» TEXTE FOURNI:

....................

En opposition à cette incarnation du mal,Loulou est comme l' image sulpicienne du rédempteur. Rarement dans un roman de la collection, la figure de l'ange, à la fois annonciateur et instrument d'un destin, visage ascétique de la pureté, n'aura été aussi bien représentée. Loulou n'est pas seulement un enfant tourmenté par ce qu'il a vu, il fera de cette expérience un levier pour atteindre une forme de grâce. Cet enfant à la grâce, résultat d'un tumulte intérieur qui porte à incandescence ses aspirations à l'élévation spirituelle. Pas de doute, on est dans un roman catho : les êtres sont traversés de pulsions qui les ramènent inexorablement au chaos originel. Un processus entravé par la force centrifuge émanant de ceux dont la mission sur terre est d'entraver le cours de ce sinistre penchant. Insensiblement, Loulou, celui qui était à la recherche d'un grand frère, va devenir la figure tutélaire qui va désormais prendre l'ascendant sur autrui. Sa démarche salvatrice le mettra définitivement à l'aplomb de celui dont il rechefchait l'influence et la protection.

....................

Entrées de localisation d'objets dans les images

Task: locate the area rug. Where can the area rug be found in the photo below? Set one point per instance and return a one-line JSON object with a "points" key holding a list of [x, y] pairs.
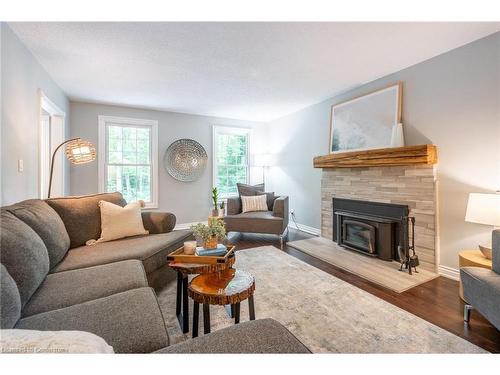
{"points": [[380, 272], [325, 313]]}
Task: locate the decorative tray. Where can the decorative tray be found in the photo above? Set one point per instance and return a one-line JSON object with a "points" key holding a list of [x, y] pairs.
{"points": [[178, 256]]}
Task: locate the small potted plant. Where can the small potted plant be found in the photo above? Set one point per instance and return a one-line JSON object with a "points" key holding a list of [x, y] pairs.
{"points": [[210, 234], [222, 207], [215, 199]]}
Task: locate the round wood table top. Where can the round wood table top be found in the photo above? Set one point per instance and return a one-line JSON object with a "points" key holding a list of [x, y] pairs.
{"points": [[222, 288], [201, 268]]}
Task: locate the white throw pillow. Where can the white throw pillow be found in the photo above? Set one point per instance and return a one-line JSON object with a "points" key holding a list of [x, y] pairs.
{"points": [[119, 222], [57, 342], [254, 203]]}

....................

» TRAVAIL À RÉALISER:
**1.** D'après le texte sur Loulou, qui Loulou recherchait-il ?
**2.** Prolongez le texte sur Loulou à la suite de sa dernière phrase.
Les items n'interviennent en rien dans ce travail.

» CORRIGÉ DE L'EXERCICE:
**1.** Il était à la recherche d'un grand frère.

**2.**
Fondamentale aussi chez de Baer–Saint Hill, la thématique du retour.(On pourrait presque dire de l'éternel retour). Sauf qu'ici la perspective est inversée par rapport à Tempête sur Nampilly. Ce n'est pas un jeune hobereau qui retourne au pays pour rétablir un ordre mis à mal par des usurpateurs, mais l'incarnation du mal qui vient troubler le calme ordonnancement de la petite et paisible communauté rurale.Plus question ici de restaurer les vieilles hiérarchies aristocratiques et de combattre l'assujettissement servile dont le revenant est la figure annonciatrice.
Autre personnage emblématique du roman, celle du prêtre, berger des armes qui porte le curieux patronyme de ceinturon. L'homme n'a pourtant rien d'un père fouettard. Si l'on devait trouver une correspondance entre l'intrigue et ce patronyme se serait dans l'idée de contenance, d'ajustement, de rétention, bref de tout ce qui corrige, éprouve, pour remettre en axe les mauvais penchants.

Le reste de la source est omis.